**WHAT NEEDS TO BE DONE:** Copy the text on the DNA portrait artist word for word, everything from "While Dewey-Hagborg argues" down to "the 19th century.".

**EXCERPTED TEXT:**
══════

Sunday, September 1, 2013

Genetic Surveillance Art


Heather Dewey-Hagborg: artist's self-portrait, demonstrating the surveillance capacity of DNA trace information. "6/28/12. Self-portrait. Based on mtDNA, Ancestry Information Markers and 50 trait specific SNPs describing gender, eye color and detail, hair color/baldness, hair curliness, complexion, skin lightness/darkness, tendency to be overweight." Image Source: Stranger Visions Project.

BBC reported this summer on an artist who creates portraits from DNA traces found on found objects. Beyond a Millennial artistic statement that is a weird interface of the scientific and transcendent, Heather Dewey-Hagborg aims to make the public aware of how much information really is there:
Heather Dewey-Hagborg is an artist who creates portraits of strangers based on DNA extracted from random rubbish. The project is meant to raise awareness of genetic surveillance, Dewey-Hagborg says. "We should be concerned because we don't know, yet, how our DNA might be used against us in the future," she says. Genetic artefacts such as cigarette butts and chewing gum yield enough DNA to determine one's ancestry, eye colour, and whether or not the person has a tendency to be overweight.
Some participants in this project have waived all copyright to their DNA information, which raises the prospect of understanding how copyright law applies to one's DNA.

While Dewey-Hagborg argues that she is not invading people's privacy and there is 'no way you could recognize someone' from her DNA reconstructions, two possible outcomes from her work immediately spring to mind.

One is the potential for criminal police investigations. The other is that we can trace the actual impact of external life upon our genetic heritage by observing the gap between the DNA reconstruction and the appearance of the real person. The DNA reconstruction provides an image of each person's basic 'blueprint.' The real person presents the 'blueprint' plus the impact of real life. That gap, between 'nature and nurture,' is something that has been the core of (often disturbing) debates in Darwinism versus Social Darwinism, left-right politics, political philosophy, and anthropological analyses since the 19th century.

══════

**PROVIDED RECORDS:**

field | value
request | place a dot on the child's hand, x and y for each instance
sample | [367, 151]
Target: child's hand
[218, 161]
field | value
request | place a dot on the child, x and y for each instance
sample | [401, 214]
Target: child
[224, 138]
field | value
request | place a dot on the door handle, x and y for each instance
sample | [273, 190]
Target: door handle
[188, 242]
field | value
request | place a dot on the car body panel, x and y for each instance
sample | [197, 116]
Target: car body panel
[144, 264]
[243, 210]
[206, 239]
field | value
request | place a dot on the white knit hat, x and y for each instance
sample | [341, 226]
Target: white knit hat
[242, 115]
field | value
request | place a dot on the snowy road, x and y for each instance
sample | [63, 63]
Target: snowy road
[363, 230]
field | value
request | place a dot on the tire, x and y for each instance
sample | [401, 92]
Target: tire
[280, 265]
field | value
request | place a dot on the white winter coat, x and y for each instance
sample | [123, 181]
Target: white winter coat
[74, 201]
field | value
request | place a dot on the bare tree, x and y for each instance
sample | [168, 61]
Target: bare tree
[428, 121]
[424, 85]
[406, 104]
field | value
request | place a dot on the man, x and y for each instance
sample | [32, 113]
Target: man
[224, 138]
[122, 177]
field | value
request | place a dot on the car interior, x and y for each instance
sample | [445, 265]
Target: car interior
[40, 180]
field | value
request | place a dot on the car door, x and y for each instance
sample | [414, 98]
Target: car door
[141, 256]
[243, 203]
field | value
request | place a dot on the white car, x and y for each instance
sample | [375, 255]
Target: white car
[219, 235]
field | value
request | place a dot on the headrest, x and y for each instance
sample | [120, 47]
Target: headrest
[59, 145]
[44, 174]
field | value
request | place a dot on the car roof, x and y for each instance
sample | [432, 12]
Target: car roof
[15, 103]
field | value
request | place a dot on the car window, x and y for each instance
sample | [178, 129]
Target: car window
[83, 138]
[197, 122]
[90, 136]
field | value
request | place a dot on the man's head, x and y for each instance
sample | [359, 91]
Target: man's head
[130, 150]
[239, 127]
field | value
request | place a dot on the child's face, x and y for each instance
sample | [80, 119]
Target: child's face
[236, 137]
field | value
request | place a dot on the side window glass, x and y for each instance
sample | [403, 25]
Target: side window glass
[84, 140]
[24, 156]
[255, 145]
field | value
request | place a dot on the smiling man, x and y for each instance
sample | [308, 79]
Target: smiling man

══════

**EXERCISE ANSWER:**
While Dewey-Hagborg argues that she is not invading people's privacy and there is 'no way you could recognize someone' from her DNA reconstructions, two possible outcomes from her work immediately spring to mind.

One is the potential for criminal police investigations. The other is that we can trace the actual impact of external life upon our genetic heritage by observing the gap between the DNA reconstruction and the appearance of the real person. The DNA reconstruction provides an image of each person's basic 'blueprint.' The real person presents the 'blueprint' plus the impact of real life. That gap, between 'nature and nurture,' is something that has been the core of (often disturbing) debates in Darwinism versus Social Darwinism, left-right politics, political philosophy, and anthropological analyses since the 19th century.